(Coordinate annotation rows)
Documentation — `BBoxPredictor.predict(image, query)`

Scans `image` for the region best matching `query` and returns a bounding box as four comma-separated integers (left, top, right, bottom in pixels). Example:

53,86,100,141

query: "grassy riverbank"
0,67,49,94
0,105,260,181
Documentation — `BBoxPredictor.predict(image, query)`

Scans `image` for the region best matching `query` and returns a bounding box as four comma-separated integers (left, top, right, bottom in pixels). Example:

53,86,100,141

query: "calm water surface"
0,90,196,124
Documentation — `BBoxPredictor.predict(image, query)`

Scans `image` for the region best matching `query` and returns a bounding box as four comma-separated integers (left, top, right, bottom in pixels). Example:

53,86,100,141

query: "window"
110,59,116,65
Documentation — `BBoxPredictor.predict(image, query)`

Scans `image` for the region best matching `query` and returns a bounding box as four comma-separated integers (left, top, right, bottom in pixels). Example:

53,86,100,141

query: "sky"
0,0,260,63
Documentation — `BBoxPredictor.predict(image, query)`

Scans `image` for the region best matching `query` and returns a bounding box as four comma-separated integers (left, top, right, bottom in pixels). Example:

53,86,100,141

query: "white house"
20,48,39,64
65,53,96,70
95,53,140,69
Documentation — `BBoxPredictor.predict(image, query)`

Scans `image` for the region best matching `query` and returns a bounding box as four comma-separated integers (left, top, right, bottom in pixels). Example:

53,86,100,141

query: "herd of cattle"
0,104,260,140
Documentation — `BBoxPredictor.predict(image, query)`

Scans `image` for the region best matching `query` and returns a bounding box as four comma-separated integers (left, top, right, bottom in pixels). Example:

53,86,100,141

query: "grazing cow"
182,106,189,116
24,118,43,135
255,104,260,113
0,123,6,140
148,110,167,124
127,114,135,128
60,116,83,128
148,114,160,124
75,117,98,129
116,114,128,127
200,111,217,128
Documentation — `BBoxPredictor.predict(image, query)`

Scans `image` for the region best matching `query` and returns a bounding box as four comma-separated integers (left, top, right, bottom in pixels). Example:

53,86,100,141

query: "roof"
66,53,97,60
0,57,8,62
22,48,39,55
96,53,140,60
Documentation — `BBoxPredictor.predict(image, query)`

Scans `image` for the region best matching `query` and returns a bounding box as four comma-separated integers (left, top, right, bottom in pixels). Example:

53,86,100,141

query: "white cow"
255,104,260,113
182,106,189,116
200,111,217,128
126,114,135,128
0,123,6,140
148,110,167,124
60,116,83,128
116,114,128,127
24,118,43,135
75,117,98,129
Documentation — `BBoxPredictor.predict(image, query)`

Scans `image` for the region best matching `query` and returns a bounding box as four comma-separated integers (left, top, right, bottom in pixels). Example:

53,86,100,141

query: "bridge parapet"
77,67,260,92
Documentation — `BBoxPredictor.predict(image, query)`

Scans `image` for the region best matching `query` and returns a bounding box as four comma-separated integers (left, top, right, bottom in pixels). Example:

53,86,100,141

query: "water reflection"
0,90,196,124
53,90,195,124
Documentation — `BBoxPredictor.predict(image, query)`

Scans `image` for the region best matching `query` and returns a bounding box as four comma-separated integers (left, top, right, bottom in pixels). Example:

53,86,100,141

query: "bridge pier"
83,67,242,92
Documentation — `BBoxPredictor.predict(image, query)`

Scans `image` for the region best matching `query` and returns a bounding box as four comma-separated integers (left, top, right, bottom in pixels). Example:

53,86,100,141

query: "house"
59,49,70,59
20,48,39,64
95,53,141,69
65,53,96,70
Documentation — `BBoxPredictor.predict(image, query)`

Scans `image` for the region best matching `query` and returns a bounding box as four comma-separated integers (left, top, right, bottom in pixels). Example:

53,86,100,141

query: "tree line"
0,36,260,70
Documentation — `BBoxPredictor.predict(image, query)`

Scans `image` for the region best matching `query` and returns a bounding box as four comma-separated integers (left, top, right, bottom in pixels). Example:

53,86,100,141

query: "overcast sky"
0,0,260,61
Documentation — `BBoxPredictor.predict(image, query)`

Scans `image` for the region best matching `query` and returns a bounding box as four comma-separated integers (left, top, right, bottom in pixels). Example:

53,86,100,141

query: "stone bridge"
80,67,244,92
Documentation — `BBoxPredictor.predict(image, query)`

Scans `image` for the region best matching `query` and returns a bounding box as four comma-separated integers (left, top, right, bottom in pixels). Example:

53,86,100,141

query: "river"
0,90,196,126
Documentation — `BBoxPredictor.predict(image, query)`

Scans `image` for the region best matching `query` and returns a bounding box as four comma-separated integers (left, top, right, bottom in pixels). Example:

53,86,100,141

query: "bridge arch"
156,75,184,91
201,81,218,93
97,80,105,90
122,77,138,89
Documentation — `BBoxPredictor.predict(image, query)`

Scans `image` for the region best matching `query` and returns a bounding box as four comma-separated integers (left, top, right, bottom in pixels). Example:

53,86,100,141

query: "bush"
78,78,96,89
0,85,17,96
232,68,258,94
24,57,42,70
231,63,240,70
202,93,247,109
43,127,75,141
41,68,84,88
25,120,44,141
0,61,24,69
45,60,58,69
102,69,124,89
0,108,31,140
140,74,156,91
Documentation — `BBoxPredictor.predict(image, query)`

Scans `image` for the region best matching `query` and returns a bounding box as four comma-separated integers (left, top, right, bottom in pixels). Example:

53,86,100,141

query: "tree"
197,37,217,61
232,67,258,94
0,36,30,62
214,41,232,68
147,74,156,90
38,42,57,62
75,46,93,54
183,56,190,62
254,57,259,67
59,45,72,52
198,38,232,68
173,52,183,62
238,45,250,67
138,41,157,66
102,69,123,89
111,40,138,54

• [Problem statement]:
Render every line of the rows above as a Markdown table with two columns, Number and Line, giving each line its sequential number. Leave out blank lines.

• [Complete response]:
| Number | Line |
|---|---|
| 1 | Documentation — `BBoxPredictor.predict(image, query)` |
| 2 | Scans `image` for the region best matching `query` and returns a bounding box as four comma-separated integers (left, top, right, bottom in pixels). Example: |
| 3 | 53,86,100,141 |
| 4 | query: "grassy riverbank" |
| 5 | 0,67,49,94 |
| 6 | 0,105,260,181 |
| 7 | Documentation — `BBoxPredictor.predict(image, query)` |
| 8 | Scans `image` for the region best matching `query` and returns a bounding box as four comma-separated integers (left, top, right, bottom in pixels). Example: |
| 9 | 53,86,100,141 |
| 10 | query: "calm water surface" |
| 11 | 0,90,196,124 |
| 12 | Documentation — `BBoxPredictor.predict(image, query)` |
| 13 | Scans `image` for the region best matching `query` and returns a bounding box as four comma-separated integers (left, top, right, bottom in pixels). Example: |
| 14 | 53,86,100,141 |
| 15 | query: "window" |
| 16 | 110,59,116,65 |
| 17 | Documentation — `BBoxPredictor.predict(image, query)` |
| 18 | Scans `image` for the region best matching `query` and returns a bounding box as four comma-separated integers (left, top, right, bottom in pixels). Example: |
| 19 | 53,86,100,141 |
| 20 | query: "sky" |
| 21 | 0,0,260,63 |
| 22 | Documentation — `BBoxPredictor.predict(image, query)` |
| 23 | Scans `image` for the region best matching `query` and returns a bounding box as four comma-separated integers (left, top, right, bottom in pixels). Example: |
| 24 | 53,86,100,141 |
| 25 | query: "white house" |
| 26 | 20,48,39,64 |
| 27 | 65,53,96,70 |
| 28 | 95,53,140,69 |
| 29 | Documentation — `BBoxPredictor.predict(image, query)` |
| 30 | Scans `image` for the region best matching `query` and returns a bounding box as four comma-separated integers (left, top, right, bottom in pixels). Example: |
| 31 | 53,86,100,141 |
| 32 | query: "herd of cattle" |
| 33 | 0,104,260,140 |
| 34 | Documentation — `BBoxPredictor.predict(image, query)` |
| 35 | Scans `image` for the region best matching `query` and returns a bounding box as four comma-separated integers (left, top, right, bottom in pixels). Example: |
| 36 | 53,86,100,141 |
| 37 | query: "grazing cow" |
| 38 | 182,106,189,116 |
| 39 | 24,118,43,135 |
| 40 | 255,104,260,113 |
| 41 | 0,123,6,140 |
| 42 | 148,110,167,124 |
| 43 | 127,114,135,128 |
| 44 | 60,116,83,128 |
| 45 | 148,114,160,124 |
| 46 | 75,117,98,129 |
| 47 | 116,114,128,127 |
| 48 | 200,111,217,128 |
| 49 | Documentation — `BBoxPredictor.predict(image, query)` |
| 50 | Scans `image` for the region best matching `query` and returns a bounding box as four comma-separated integers (left, top, right, bottom in pixels). Example: |
| 51 | 53,86,100,141 |
| 52 | query: "roof" |
| 53 | 66,53,97,60 |
| 54 | 0,57,8,62 |
| 55 | 22,48,39,55 |
| 56 | 96,53,140,60 |
| 57 | Documentation — `BBoxPredictor.predict(image, query)` |
| 58 | Scans `image` for the region best matching `query` and returns a bounding box as four comma-separated integers (left, top, right, bottom in pixels). Example: |
| 59 | 53,86,100,141 |
| 60 | query: "white cow" |
| 61 | 255,104,260,113 |
| 62 | 182,106,189,116 |
| 63 | 200,111,217,128 |
| 64 | 126,114,135,128 |
| 65 | 0,123,6,140 |
| 66 | 148,110,167,124 |
| 67 | 60,116,83,128 |
| 68 | 116,114,128,127 |
| 69 | 24,118,43,135 |
| 70 | 75,117,98,129 |
| 71 | Documentation — `BBoxPredictor.predict(image, query)` |
| 72 | Scans `image` for the region best matching `query` and returns a bounding box as four comma-separated integers (left, top, right, bottom in pixels). Example: |
| 73 | 53,86,100,141 |
| 74 | query: "bridge parapet" |
| 75 | 77,67,260,92 |
| 76 | Documentation — `BBoxPredictor.predict(image, query)` |
| 77 | Scans `image` for the region best matching `query` and returns a bounding box as four comma-separated integers (left, top, right, bottom in pixels). Example: |
| 78 | 53,86,100,141 |
| 79 | query: "water reflection" |
| 80 | 0,90,196,124 |
| 81 | 53,90,195,124 |
| 82 | Documentation — `BBoxPredictor.predict(image, query)` |
| 83 | Scans `image` for the region best matching `query` and returns a bounding box as four comma-separated integers (left, top, right, bottom in pixels). Example: |
| 84 | 53,86,100,141 |
| 85 | query: "bridge pier" |
| 86 | 83,67,242,92 |
| 87 | Documentation — `BBoxPredictor.predict(image, query)` |
| 88 | Scans `image` for the region best matching `query` and returns a bounding box as four comma-separated integers (left, top, right, bottom in pixels). Example: |
| 89 | 53,86,100,141 |
| 90 | query: "house" |
| 91 | 59,49,70,59 |
| 92 | 20,48,39,64 |
| 93 | 95,53,141,69 |
| 94 | 65,53,96,70 |
| 95 | Documentation — `BBoxPredictor.predict(image, query)` |
| 96 | Scans `image` for the region best matching `query` and returns a bounding box as four comma-separated integers (left, top, right, bottom in pixels). Example: |
| 97 | 53,86,100,141 |
| 98 | query: "tree line" |
| 99 | 0,36,260,70 |
| 100 | Documentation — `BBoxPredictor.predict(image, query)` |
| 101 | Scans `image` for the region best matching `query` and returns a bounding box as four comma-separated integers (left, top, right, bottom in pixels). Example: |
| 102 | 53,86,100,141 |
| 103 | query: "overcast sky" |
| 104 | 0,0,260,61 |
| 105 | Documentation — `BBoxPredictor.predict(image, query)` |
| 106 | Scans `image` for the region best matching `query` and returns a bounding box as four comma-separated integers (left, top, right, bottom in pixels). Example: |
| 107 | 53,86,100,141 |
| 108 | query: "stone bridge" |
| 109 | 80,67,244,92 |
| 110 | Documentation — `BBoxPredictor.predict(image, query)` |
| 111 | Scans `image` for the region best matching `query` and returns a bounding box as four comma-separated integers (left, top, right, bottom in pixels). Example: |
| 112 | 53,86,100,141 |
| 113 | query: "river" |
| 114 | 0,90,196,126 |
| 115 | Documentation — `BBoxPredictor.predict(image, query)` |
| 116 | Scans `image` for the region best matching `query` and returns a bounding box as four comma-separated integers (left, top, right, bottom in pixels). Example: |
| 117 | 53,86,100,141 |
| 118 | query: "bridge arch" |
| 119 | 156,75,184,91 |
| 120 | 201,81,218,93 |
| 121 | 97,80,105,90 |
| 122 | 122,77,138,89 |
| 123 | Documentation — `BBoxPredictor.predict(image, query)` |
| 124 | Scans `image` for the region best matching `query` and returns a bounding box as four comma-separated integers (left, top, right, bottom in pixels). Example: |
| 125 | 53,86,100,141 |
| 126 | query: "bush" |
| 127 | 78,78,96,89 |
| 128 | 0,85,17,96 |
| 129 | 232,68,258,94 |
| 130 | 24,57,42,70 |
| 131 | 231,63,240,70 |
| 132 | 202,93,247,109 |
| 133 | 43,127,75,141 |
| 134 | 41,68,84,88 |
| 135 | 25,120,44,141 |
| 136 | 0,61,24,69 |
| 137 | 45,60,58,69 |
| 138 | 102,69,124,89 |
| 139 | 0,108,31,140 |
| 140 | 140,74,156,91 |
| 141 | Documentation — `BBoxPredictor.predict(image, query)` |
| 142 | Scans `image` for the region best matching `query` and returns a bounding box as four comma-separated integers (left, top, right, bottom in pixels). Example: |
| 143 | 53,86,100,141 |
| 144 | query: "tree" |
| 145 | 197,37,217,61 |
| 146 | 232,67,258,94 |
| 147 | 0,36,30,62 |
| 148 | 214,41,232,68 |
| 149 | 147,74,156,90 |
| 150 | 38,42,57,62 |
| 151 | 75,46,93,54 |
| 152 | 183,56,190,62 |
| 153 | 254,57,259,67 |
| 154 | 59,45,72,52 |
| 155 | 198,38,232,68 |
| 156 | 173,52,183,62 |
| 157 | 238,45,250,67 |
| 158 | 138,41,157,66 |
| 159 | 102,69,123,89 |
| 160 | 111,40,138,54 |